- EXERCISE GOAL -
Reproduce the records. Keep every word exact and include no images.

[start]

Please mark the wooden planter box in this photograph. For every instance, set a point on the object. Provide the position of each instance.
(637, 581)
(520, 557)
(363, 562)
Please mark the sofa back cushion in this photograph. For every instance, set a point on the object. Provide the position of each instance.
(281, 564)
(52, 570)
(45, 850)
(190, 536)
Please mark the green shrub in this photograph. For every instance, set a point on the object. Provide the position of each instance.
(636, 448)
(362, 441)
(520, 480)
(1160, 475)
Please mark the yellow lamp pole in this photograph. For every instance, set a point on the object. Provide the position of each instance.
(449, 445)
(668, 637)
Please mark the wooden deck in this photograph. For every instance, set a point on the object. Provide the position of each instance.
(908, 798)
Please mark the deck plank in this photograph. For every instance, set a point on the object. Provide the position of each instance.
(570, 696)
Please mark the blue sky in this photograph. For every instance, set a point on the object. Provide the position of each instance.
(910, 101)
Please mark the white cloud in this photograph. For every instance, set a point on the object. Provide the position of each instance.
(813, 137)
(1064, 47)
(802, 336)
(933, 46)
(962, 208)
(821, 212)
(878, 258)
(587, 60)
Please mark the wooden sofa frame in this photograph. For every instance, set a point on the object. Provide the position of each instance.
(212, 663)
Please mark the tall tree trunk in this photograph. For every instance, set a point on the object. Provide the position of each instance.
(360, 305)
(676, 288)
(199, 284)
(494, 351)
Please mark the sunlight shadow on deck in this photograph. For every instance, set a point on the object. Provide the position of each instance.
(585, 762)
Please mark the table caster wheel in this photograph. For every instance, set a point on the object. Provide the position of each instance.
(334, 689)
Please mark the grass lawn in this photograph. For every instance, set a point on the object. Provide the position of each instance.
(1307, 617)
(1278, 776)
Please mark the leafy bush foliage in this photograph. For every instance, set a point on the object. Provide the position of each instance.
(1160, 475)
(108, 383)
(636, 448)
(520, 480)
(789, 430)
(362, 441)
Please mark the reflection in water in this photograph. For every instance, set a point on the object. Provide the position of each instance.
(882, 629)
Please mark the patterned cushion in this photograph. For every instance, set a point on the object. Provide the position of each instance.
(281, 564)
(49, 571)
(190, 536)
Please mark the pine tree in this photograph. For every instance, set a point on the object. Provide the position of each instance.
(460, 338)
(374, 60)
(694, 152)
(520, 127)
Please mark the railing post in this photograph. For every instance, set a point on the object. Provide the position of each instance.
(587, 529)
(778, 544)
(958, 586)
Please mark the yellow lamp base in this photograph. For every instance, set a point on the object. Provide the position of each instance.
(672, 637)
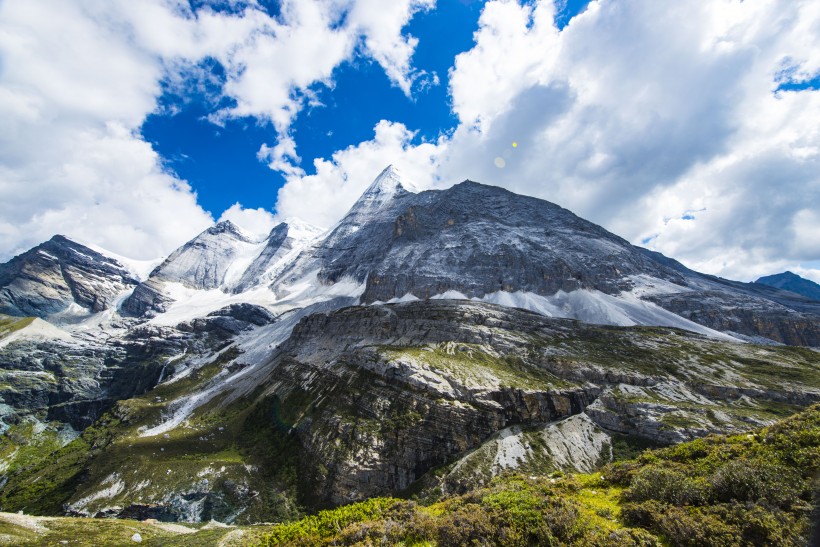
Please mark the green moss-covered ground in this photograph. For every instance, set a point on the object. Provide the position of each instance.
(10, 324)
(751, 489)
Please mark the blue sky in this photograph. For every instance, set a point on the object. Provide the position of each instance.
(361, 95)
(689, 128)
(196, 149)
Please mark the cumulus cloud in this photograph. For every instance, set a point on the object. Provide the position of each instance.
(322, 198)
(79, 78)
(258, 222)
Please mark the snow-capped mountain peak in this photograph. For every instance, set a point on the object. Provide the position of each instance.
(389, 182)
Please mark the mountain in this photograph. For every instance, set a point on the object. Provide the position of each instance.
(221, 258)
(789, 281)
(478, 241)
(61, 275)
(428, 342)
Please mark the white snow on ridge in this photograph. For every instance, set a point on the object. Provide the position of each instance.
(191, 304)
(592, 306)
(36, 330)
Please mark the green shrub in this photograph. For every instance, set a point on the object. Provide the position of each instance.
(667, 485)
(757, 480)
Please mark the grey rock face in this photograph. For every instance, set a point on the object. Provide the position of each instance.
(222, 257)
(478, 239)
(50, 277)
(790, 281)
(202, 263)
(379, 395)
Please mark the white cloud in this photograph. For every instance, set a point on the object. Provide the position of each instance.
(322, 198)
(79, 78)
(635, 115)
(258, 222)
(70, 159)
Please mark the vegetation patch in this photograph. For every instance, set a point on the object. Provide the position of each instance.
(750, 489)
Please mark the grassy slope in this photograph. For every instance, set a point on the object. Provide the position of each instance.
(10, 324)
(750, 489)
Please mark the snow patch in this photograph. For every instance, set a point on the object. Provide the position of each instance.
(38, 329)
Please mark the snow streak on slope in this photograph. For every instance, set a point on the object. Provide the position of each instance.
(36, 330)
(257, 347)
(591, 306)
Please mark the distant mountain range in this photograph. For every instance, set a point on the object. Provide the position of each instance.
(789, 281)
(429, 340)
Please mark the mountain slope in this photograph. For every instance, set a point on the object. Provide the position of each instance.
(477, 241)
(58, 274)
(365, 401)
(789, 281)
(680, 496)
(222, 258)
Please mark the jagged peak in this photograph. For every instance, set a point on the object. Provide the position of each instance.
(389, 182)
(300, 230)
(227, 227)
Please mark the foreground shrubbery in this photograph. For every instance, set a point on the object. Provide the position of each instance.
(751, 489)
(754, 489)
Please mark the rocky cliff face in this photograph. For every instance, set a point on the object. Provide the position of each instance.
(51, 277)
(378, 396)
(292, 383)
(485, 242)
(792, 282)
(224, 258)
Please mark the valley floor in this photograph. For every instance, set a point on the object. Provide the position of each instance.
(756, 488)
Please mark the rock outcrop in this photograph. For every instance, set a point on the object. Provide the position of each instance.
(57, 274)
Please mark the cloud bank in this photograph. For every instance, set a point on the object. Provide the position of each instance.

[end]

- CORRECT OUTPUT -
Please mark the wooden planter box in this photograph. For every instance, set a point on the object. Provide the position of each instance.
(637, 581)
(520, 557)
(363, 562)
Please mark the sofa back cushion in this photograph. For every instance, set a point on the object. Provide the position of each instance.
(281, 564)
(52, 570)
(45, 850)
(190, 536)
Please mark the green shrub in this photograph. For every instance, set a point on the object. Provide the position of each instance.
(636, 448)
(362, 441)
(520, 480)
(1160, 475)
Please mark the yellow lamp pole in this photograph. For every instance, set a point on the object. Provide the position of each instance.
(449, 445)
(668, 637)
Please mark the wooden deck in this photograph. For every instance, set a point on the object. Provide the position of each instance.
(908, 798)
Please mark the deck plank in this photograph. For every instance, set a point on the object. Provide the position of each instance.
(570, 696)
Please mark the blue sky in this photograph. For every instance, set a point on the object. Provide the position of each instance.
(910, 101)
Please mark the white cloud in this photograph. For every instance, set a point on the object. Provide the position of each instance.
(813, 137)
(1064, 47)
(802, 336)
(933, 46)
(962, 208)
(821, 212)
(878, 258)
(587, 60)
Please mark the wooden sofa frame in this photograph. For every instance, set a point on the object. Provide the position of each instance.
(212, 663)
Please mark the tall tree trunk in this photograph. For every instance, set a point on the object. Provide the position of each instance.
(360, 305)
(676, 288)
(199, 284)
(494, 351)
Please mark the sunlight shadow on deck in this photograph. For every instance, set a point on the object. Provide the position of each instance.
(585, 762)
Please mark the table caster wheel in this photograph. For every instance, set a point on the object. Provide the position of each instance.
(334, 689)
Please mark the grass lawn in this photograph. For every instance, set a point on the object. Provide the position of each instance.
(1307, 617)
(1278, 776)
Please mark the leafy bush foliage in this photograph. For every instance, set a point on the object. Provide the position of each instance.
(1160, 475)
(108, 383)
(636, 448)
(520, 480)
(789, 430)
(362, 441)
Please mark the reflection in water in this photograph. For every instance, set a point on the object. Provide the position of each instance.
(882, 629)
Please mark the patterned cushion in this photograph. For every instance, set a point on the object. Provide the position of each instance.
(281, 564)
(49, 571)
(190, 536)
Please mark the pine tree in this photograph. For every instance, set a point on the object. Provide the position of each instance.
(460, 338)
(374, 60)
(694, 152)
(520, 127)
Please mark the railing post in this photograph. For every instance, set a point on the object. Provide the position of each instance.
(587, 529)
(778, 544)
(958, 586)
Please mark the yellow lamp base in this photograph. For every instance, set a point on the object. Provide the position of each instance.
(672, 637)
Please mark the green moss-covered ground in this photograph. For every instance, set a point on the object. Provide the position of each instance.
(10, 324)
(751, 489)
Please mark the blue sky in this photograph. For every instance, set a point on the object. Provide the position of each instance.
(361, 95)
(689, 128)
(196, 149)
Please mark the cumulus cloud in this photograph. For every instance, set a point on the object. Provide the position of each instance.
(322, 198)
(79, 78)
(258, 222)
Please mark the snow-capped mountain peak in this photograph. For every instance, set a point on the object. Provide the position of each instance.
(389, 182)
Please mark the mountain in this photograph. For every instance, set a point on the object. Provide the position of each instance.
(221, 258)
(789, 281)
(478, 241)
(61, 275)
(428, 342)
Please mark the white snow on ridge in this photograph. For every instance, set a point on the object. Provide the position of each instance.
(191, 304)
(592, 306)
(36, 330)
Please mark the green shrub in this photograph. For every instance, set a point on the object. Provide the position of each instance.
(667, 485)
(757, 480)
Please mark the grey rock face in this photograph. For every instance, set a point on the object. Provide the position of each instance.
(222, 257)
(478, 239)
(50, 277)
(790, 281)
(202, 263)
(379, 395)
Please mark the white cloud in this photograph. For every instance, set a point on the object. Provide the position of each instance.
(322, 198)
(79, 78)
(635, 115)
(258, 222)
(70, 159)
Please mark the vegetation patch in this photograph. For every instance, set a point on the object. Provide the position of each instance.
(750, 489)
Please mark the grassy slope in this photograph. For every instance, set a point on the object. Provide the position of each instance.
(10, 324)
(750, 489)
Please mark the snow patch in this photograph. For every instance, set a point on the object. Provide the position of each instance.
(38, 329)
Please mark the snow streak on slope in this photograph. For every instance, set a point on the object. Provide the position of each instance.
(36, 330)
(257, 347)
(591, 306)
Please mark the distant mountain range in this photograph. For every instance, set a point on the object. Provide the position of each instance.
(789, 281)
(429, 340)
Please mark the mountain slope in this photograph. For every instance, set a point on the object. Provide the position of each instance.
(477, 241)
(58, 274)
(365, 401)
(789, 281)
(680, 496)
(222, 258)
Please mark the jagged peak in this photograph. For every instance, set a point on the object. Provide the position of each instance.
(389, 182)
(300, 230)
(227, 227)
Please mark the foreground shrubbery in this photograph. For every instance, set a point on the object. Provide the position of each instance.
(751, 489)
(754, 489)
Please mark the rocky cliff face in this photograph. For every instance, set a point on the object. Provide the position of each instance.
(51, 277)
(378, 396)
(292, 383)
(485, 242)
(792, 282)
(224, 258)
Please mark the valley floor in this photograph. For every instance, set a point on the object. Provide the position of each instance.
(756, 488)
Please mark the rock outcrop in this photograph. For every instance, set a point on the object. Provide the position of each instance.
(57, 274)
Please mark the cloud bank in this photograph. For every instance, set a point on the object. Provide the position of each instance.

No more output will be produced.